### EXERCISE PASSAGE
--------------------------------

I mean aside from the fact that the conservative majority will not allow Romney to nominate a pro choicer, she is way too intimately tied with the failed Bush Administration who few Americans hold in high regard. Actually, polls show that even most Republicans don't miss Bush.
As conservative radio host Mark Levine puts it, a Rice veep would mean that not only would the Romney campaign have to defend Bain for the rest of the election but the Bush Administration. Talk about two for the price of one.
What's clear is that whatever success Romney has or doesn't have in hanging the bad economy on the President alone-polls indicate most Americans don't agree and still blame Bush more-he certainly doesn't want to remind anyone of Bush.
Yet here he was in Israel channeling George W. Bush with his bellicose threats of nuclear weapon attacks. We haven't had a nuclear attack since 1945, happily, and do we really want this return to the Bush years, where Dubyah would threaten Holy Hell on the whole world at every moment? Obama has not taken military solutions off the table but he also believes that diplomacy should always be the first choice.
We know how diplomacy challenged Mitt is by his latest case of his foot in his mouth disease in Britain. So it seems that a Romney Presidency will be very like a George W. Bush Presidency:
"The Republican candidate said preventing a nuclear Iran should be America's "highest national security priority." And while he argued that diplomatic efforts should continue, Romney insisted that all options should be on the table in dealing with Iran, including a military strike."
Romney pushed back against criticism that those arguing in favor of leaving the military option open are "reckless and provocative and inviting war." "The opposite is true. We are the true peacemakers," Romney said.
http://news.yahoo.com/blogs/ticket/romney-iran-no-option-excluded-181728095.html
Nope. You can say many things about President Bush, but one thing is definitely not "peacemaker." The accurate word is war monger. The fact is that the President has not taken a military response off the table but that it's not his preferred choice quite properly.

--------------------------------

### SUPPLIED INFORMATION
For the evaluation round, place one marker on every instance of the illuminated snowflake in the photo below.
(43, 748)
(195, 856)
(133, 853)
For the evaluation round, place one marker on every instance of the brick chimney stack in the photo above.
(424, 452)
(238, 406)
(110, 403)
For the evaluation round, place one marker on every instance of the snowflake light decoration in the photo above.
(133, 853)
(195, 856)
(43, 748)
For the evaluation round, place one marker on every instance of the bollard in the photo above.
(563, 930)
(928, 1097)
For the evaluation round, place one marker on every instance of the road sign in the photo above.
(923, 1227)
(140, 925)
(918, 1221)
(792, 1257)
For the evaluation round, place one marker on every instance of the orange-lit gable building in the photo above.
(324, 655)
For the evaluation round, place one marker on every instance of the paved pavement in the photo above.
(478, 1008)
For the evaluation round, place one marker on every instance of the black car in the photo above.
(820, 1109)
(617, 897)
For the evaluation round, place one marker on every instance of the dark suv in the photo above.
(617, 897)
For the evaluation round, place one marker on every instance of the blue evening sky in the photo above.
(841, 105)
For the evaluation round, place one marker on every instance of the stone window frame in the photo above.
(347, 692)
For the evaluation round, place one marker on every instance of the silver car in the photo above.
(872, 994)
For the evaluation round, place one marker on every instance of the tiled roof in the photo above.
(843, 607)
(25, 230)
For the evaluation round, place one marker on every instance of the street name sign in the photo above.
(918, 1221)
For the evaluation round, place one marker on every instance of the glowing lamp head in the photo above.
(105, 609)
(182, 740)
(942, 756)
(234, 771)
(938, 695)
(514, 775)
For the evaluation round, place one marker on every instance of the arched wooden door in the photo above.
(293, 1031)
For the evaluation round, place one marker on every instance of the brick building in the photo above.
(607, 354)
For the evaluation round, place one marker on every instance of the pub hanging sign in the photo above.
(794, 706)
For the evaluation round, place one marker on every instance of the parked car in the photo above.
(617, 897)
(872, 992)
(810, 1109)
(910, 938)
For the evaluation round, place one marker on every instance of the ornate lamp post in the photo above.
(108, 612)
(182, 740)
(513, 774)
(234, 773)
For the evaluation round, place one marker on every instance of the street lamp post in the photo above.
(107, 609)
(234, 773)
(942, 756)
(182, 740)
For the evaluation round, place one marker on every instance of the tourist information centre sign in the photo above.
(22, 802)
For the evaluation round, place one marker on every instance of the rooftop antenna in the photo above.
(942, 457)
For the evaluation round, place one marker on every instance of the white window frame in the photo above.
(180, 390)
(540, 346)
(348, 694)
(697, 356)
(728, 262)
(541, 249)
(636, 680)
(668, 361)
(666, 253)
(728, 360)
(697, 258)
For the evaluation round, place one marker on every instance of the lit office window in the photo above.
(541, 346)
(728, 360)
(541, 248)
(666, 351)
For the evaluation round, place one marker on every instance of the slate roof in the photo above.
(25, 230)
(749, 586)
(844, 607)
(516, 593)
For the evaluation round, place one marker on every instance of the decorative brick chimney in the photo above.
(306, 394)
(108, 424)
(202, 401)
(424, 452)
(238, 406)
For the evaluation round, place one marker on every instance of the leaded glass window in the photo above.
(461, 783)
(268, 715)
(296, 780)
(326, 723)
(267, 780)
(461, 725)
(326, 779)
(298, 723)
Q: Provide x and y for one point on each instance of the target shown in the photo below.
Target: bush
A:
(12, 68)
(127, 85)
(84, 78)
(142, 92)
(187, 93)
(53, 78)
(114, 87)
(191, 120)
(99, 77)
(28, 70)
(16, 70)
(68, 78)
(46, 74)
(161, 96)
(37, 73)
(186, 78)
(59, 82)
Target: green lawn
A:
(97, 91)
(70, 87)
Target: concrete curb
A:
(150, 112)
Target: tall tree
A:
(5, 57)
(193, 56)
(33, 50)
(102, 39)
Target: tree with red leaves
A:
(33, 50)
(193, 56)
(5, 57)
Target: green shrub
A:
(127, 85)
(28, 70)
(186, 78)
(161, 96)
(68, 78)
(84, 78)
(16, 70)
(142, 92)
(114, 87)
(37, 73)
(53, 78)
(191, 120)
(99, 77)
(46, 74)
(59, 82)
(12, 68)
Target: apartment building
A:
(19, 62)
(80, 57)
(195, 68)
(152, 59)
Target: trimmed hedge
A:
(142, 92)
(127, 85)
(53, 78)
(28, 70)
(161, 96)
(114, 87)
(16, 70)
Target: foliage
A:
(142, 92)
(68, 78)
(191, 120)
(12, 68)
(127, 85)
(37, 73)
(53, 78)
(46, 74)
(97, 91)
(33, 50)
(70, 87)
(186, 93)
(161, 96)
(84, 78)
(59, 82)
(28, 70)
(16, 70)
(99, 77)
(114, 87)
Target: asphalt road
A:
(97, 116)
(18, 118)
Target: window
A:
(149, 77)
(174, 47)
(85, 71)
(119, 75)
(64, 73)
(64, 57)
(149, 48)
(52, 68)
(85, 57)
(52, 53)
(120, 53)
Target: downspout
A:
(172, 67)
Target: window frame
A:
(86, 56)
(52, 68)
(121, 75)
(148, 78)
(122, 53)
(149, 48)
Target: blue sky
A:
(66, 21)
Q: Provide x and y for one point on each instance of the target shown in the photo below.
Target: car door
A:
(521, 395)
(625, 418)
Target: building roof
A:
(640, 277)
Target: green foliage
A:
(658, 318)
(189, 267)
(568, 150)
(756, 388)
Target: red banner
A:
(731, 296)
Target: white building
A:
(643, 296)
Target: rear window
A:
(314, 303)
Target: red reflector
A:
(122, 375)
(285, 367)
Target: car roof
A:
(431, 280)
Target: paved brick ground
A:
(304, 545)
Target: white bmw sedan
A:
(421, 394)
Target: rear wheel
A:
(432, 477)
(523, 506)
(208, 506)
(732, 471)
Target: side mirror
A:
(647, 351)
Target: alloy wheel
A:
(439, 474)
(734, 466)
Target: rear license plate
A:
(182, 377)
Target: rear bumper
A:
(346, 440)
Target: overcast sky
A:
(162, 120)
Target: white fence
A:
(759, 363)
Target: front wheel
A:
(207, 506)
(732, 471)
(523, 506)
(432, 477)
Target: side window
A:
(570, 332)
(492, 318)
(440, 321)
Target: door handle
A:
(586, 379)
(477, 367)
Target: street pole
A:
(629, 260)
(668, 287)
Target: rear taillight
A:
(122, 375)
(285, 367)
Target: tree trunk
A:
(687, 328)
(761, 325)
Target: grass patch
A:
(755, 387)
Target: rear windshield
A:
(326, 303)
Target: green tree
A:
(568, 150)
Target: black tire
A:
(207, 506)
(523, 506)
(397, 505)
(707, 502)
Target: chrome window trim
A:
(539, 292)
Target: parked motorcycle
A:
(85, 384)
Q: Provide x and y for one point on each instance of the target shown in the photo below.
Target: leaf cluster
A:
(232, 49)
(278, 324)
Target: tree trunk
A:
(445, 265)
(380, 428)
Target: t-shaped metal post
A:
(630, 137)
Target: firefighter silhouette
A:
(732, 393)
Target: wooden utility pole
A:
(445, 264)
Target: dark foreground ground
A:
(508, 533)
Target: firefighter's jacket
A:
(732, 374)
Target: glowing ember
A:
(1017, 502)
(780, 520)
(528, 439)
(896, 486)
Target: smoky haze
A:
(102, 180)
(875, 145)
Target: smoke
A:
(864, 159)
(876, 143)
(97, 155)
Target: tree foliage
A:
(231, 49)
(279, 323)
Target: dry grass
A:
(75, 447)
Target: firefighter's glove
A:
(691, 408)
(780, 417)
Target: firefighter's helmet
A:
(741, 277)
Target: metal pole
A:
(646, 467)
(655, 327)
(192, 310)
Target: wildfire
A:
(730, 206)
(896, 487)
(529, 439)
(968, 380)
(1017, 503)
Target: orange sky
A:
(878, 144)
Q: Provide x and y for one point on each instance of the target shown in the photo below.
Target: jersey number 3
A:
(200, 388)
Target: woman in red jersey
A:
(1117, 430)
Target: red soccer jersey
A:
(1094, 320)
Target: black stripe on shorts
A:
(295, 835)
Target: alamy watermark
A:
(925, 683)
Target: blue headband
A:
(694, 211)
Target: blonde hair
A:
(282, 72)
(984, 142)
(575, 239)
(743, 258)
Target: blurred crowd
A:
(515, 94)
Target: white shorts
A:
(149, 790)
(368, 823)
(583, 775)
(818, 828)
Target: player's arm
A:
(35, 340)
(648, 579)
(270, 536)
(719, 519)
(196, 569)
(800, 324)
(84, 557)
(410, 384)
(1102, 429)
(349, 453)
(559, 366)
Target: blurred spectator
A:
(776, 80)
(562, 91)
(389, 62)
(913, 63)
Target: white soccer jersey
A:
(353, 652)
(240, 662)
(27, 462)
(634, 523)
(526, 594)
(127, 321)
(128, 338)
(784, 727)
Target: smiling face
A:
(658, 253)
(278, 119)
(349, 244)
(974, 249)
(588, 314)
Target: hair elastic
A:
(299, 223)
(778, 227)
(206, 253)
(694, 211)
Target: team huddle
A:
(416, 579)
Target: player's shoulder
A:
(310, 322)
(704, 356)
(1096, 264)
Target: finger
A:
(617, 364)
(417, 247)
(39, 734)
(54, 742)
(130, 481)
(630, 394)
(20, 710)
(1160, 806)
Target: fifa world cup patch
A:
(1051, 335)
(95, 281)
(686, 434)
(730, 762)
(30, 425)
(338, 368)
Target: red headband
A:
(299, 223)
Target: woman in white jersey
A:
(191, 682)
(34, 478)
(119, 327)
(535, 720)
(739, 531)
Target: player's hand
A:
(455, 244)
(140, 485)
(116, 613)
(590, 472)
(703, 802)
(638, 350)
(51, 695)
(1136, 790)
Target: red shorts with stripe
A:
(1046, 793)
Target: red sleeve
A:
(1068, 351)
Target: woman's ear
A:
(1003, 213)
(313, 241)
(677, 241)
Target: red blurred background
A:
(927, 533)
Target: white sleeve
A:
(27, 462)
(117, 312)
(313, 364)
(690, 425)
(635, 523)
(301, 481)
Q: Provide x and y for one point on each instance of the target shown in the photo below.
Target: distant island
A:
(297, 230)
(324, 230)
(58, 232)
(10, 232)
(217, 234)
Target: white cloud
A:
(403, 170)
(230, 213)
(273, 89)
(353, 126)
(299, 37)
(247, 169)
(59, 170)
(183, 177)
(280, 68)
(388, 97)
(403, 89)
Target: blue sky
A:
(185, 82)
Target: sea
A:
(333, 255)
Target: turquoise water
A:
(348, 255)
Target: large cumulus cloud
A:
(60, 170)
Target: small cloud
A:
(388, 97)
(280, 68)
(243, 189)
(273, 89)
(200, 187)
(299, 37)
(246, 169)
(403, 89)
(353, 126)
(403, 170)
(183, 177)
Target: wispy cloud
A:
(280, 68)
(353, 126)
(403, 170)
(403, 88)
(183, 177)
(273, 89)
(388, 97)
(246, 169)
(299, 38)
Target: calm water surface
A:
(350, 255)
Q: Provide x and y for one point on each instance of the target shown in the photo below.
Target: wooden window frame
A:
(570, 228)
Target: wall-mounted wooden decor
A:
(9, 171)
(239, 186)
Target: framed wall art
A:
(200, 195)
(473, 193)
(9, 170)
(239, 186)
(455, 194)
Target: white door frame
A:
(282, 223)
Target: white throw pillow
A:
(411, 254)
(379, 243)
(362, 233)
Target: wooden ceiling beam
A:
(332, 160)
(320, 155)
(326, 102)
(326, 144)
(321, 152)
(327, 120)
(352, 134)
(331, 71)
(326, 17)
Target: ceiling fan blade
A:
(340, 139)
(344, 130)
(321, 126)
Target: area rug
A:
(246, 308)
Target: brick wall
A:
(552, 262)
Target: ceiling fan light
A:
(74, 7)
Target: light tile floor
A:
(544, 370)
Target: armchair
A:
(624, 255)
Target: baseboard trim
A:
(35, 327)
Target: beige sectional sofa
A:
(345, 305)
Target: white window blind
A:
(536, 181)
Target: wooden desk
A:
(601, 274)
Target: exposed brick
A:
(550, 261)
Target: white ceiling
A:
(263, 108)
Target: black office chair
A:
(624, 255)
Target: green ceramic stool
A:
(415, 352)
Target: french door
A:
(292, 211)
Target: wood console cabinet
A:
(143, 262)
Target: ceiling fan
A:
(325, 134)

--------------------------------

### CHECK YOUR UNDERSTANDING
1 - Could you reproduce word for word the part of the Romney blog post starting with "I mean aside" and going on through "price of one."?
2 - Can you extend the Romney blog post beyond its final sentence?
The data isn't needed for anything here.

### WRITTEN ANSWERS
1 -
I mean aside from the fact that the conservative majority will not allow Romney to nominate a pro choicer, she is way too intimately tied with the failed Bush Administration who few Americans hold in high regard. Actually, polls show that even most Republicans don't miss Bush.
As conservative radio host Mark Levine puts it, a Rice veep would mean that not only would the Romney campaign have to defend Bain for the rest of the election but the Bush Administration. Talk about two for the price of one.

2 -
I don't think there's much appetite in this country to a return to military solutions being the first, preferred option again.
I mean most Americans have war fatigue. There's a lot of gratitude that we're finally out of Iraq. On Afghanistan while we have winded down, many feel that here the President even wasn't quick enough.
The worst part of Romney's miserable pandering is that it's all done with the view of picking up Jewish votes. Yet what a libel against the Jews to imagine that the way to their hearts is chicken hawk bravado and promises of military escalation and nuclear bombs.
While American Jews like anyone else are individuals, as a demographic nothing about them suggests that they are impressed by war mongering-in Israel no more than elsewhere. The GOP always thinks that they're going to finally get over 25% of the Jewish vote because they support the Netanyahu approach to Israel's foreign policy. It hasn't worked until now and I doubt it will this time either. It will merely confirm Jews in their preference for the Democrats as a reasoned party with a measured attitude on foreign policy.
I suspect the Jewish war monger vote even on behalf of Israel is pretty small.